Objectif 1: D'après l'extrait sur le débat énergétique, qui a été nommé nouveau président de la Régie de l'électricité et du gaz ?
Objectif 2: Recopiez le passage de l'extrait sur le débat énergétique allant de « Donc il faut » jusqu'à « étoffer leur représentation. » inclus.
Objectif 3: Poursuivez l'extrait sur le débat énergétique après sa dernière phrase.

Extrait du document:
------------------------------------
Mais un débat public ne devrait pas porter uniquement sur le nucléaire. Cela m'apparaîtrait limité un peu trop. Il faudrait que ce soit public sur l'ensemble de l'énergie. Le gouvernement s'est déjà engagé dans son livre blanc - et c'est une des dernières mesures à réaliser par rapport à ce qui était prévu dans le livre blanc - à créer une régie de l'énergie, une régie de l'énergie qui aurait comme mandat de faciliter la discussion publique de la problématique des approvisionnements énergétiques au Québec et de peut-être discuter d'une question comme celle que vous voulez aborder.

Je pense que le gouvernement devrait s'engager maintenant à mettre très rapidement cette régie de l'énergie sur pied. D'ailleurs, au moment où nous avons annoncé la nomination du nouveau président de la Régie de l'électricité et du gaz, M. Cloutier, nous avons bien clairement indiqué que notre intention en le nommant à cette régie était de transformer cette Régie de l'électricité et du gaz en une régie beaucoup plus vaste, avec un mandat beaucoup plus large. Cette régie devrait, à ce moment-là, organiser un débat public qui devrait être itinérant. Je pense qu'on ne peut pas aborder un débat public sur la question énergétigue à moins de permettre à une commission de pouvoir circuler un peu partout au Québec, d'aller dans nos régions, que ce soit le Saguenay-Lac-Saint-Jean, que ce soit l'Estrie, que ce soit la région montréalaise ou que ce soit la région du Nord-Ouest. (16 h 15)

Donc il faut que ce soit un débat le plus ouvert possible et cette régie de l'énergie devrait prendre ce débat public comme premier mandat. Mais il ne suffit pas d'avoir une régie de l'énergie, il ne suffit pas d'avoir un débat public, je pense qu'il faut un débat éclairé également. Vous serez d'accord avec moi pour dire que le gouvernement devrait aussi s'engager au niveau du financement de certains organismes qui veulent peut-être étoffer leur représentation.

Mon inquiétude, c'est qu'un débat public sur l'énergie soit un échange purement émotif, les tenants des énergies douces se confrontant à ceux qui favorisent les énergies plus dures et, finalement, qu'on n'ait peut-être pas véritablement d'arguments pour étoffer nos représentations. Je pense qu'un gouvernement ne devrait pas hésiter, à ce moment-là, à aider financièrement, à consacrer une partie des sommes qu'il consacre actuellement aux fins de l'étude à des organismes, de manière que ceux-ci puissent financer eux-mêmes ces études afin de défendre leur point de vue, pour avoir un débat beaucoup plus étoffé.
------------------------------------
Extraits de données:
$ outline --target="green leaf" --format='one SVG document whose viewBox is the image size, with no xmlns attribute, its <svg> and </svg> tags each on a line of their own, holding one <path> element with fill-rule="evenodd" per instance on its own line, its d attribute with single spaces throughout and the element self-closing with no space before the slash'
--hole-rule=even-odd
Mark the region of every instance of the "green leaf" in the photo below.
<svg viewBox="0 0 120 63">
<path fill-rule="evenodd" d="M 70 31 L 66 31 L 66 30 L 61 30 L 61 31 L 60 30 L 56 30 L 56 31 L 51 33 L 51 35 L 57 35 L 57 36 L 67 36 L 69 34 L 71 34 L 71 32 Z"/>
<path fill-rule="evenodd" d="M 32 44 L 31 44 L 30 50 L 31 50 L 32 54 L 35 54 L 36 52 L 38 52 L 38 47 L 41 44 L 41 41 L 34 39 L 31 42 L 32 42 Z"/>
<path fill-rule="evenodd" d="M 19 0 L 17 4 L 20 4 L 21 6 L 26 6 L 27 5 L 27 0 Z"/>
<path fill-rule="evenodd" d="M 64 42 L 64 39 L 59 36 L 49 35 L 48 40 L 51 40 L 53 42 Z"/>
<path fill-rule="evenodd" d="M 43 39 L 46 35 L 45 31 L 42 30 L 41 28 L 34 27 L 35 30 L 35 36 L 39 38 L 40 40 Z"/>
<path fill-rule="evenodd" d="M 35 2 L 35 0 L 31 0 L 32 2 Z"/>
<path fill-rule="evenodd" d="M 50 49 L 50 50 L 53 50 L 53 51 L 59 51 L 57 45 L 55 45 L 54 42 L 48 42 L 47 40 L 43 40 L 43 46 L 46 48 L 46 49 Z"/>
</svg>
------------------------------------
Corrigé 1: M. Cloutier.

Corrigé 2:
Donc il faut que ce soit un débat le plus ouvert possible et cette régie de l'énergie devrait prendre ce débat public comme premier mandat. Mais il ne suffit pas d'avoir une régie de l'énergie, il ne suffit pas d'avoir un débat public, je pense qu'il faut un débat éclairé également. Vous serez d'accord avec moi pour dire que le gouvernement devrait aussi s'engager au niveau du financement de certains organismes qui veulent peut-être étoffer leur représentation.

Corrigé 3:
Cette idée m'est venue, en fait, puisque, ayant rencontré à plusieurs reprises les groupements populaires qui s'opposent au nucléaire, on doit constater que leurs moyens sont faibles. D'ailleurs, on a souligné que, face à cette commission parlementaire, je crois que c'est le regroupement, le front commun antinucléaire qui ne pouvait pas se joindre à nos travaux, parce qu'il ne se sentait pas en mesure véritablement d'étoffer une argumentation pouvant convaincre les citoyens qui écoutent présentement les travaux de cette commission, faute des moyens dont dispose Hydro-Québec.

Donc, il me paraît aussi fondamental, si on veut un exercice démocratique, un véritable débat public, de pouvoir offrir à ces regroupements de citoyens des moyens techniques. Cela devrait prendre la forme peut-être d'une aide financière pour leur permettre d'amasser ce bagage qui va leur permettre de convaincre leurs concitoyens. Ce sont trois prérequis. Je pense qui si on réussissait à mettre tout cela ensemble, cela devrait être notre objectif, au cours de l'année prochaine, de mettre ces trois mesures sur pied, de manière qu'on puisse tenir un véritable sommet de l'énergie où on aura tous les tenants de toutes les hypothèses possibles, capables d'exposer leur point de vue et, à ce moment, permettre à nos concitoyens d'avoir une vue plus éclairée de la question.

Je pense que cela ne peut pas se faire autrement qu'à travers une structure assez bien établie, assez claire et qui permette à tous les citoyens de s'exprimer. Je pense qu'un débat public comme celui que vous proposez nécessite ce genre de mesures dont je vous parle.

J'aimerais savoir un peu comment vous voyez, vous, le débat public et comment vous aimeriez le voir s'organiser de manière qu'il atteigne véritablement ses buts.

Le Président (M. Jolivet): M. Boucher.

M. Boucher (Jacques): On n'a pas de formule magique comme telle à proposer, mais on donnait l'exemple de la Suède où comme je le mentionnais, plus de 200,000 groupes ont été invités à participer à la réflexion sur la question énergétique. Ils étaient assistés de personnes-ressources du gouvernement qui allaient les rencontrer, qui allaient leur donner l'information, qui allaient leur dire où l'information était disponible si la personne même, la personne-ressource, n'avait pas l'information.

Je pense que c'est un travail de longue haleine. C'est pour cela que la commission parlementaire ne me semblait pas suffisante. Si vous annoncez que, justement, il va y avoir une réflexion plus approfondie où vraiment toute la population pourrait être impliquée... Comment la faire, je n'ai pas de recette; cependant, c'est vraiment en

impliquant l'ensemble des citoyens et les groupes populaires et en faisant une mobilisation probablement par les media également qu'on peut arriver à quelque chose où la réflexion est suffisante.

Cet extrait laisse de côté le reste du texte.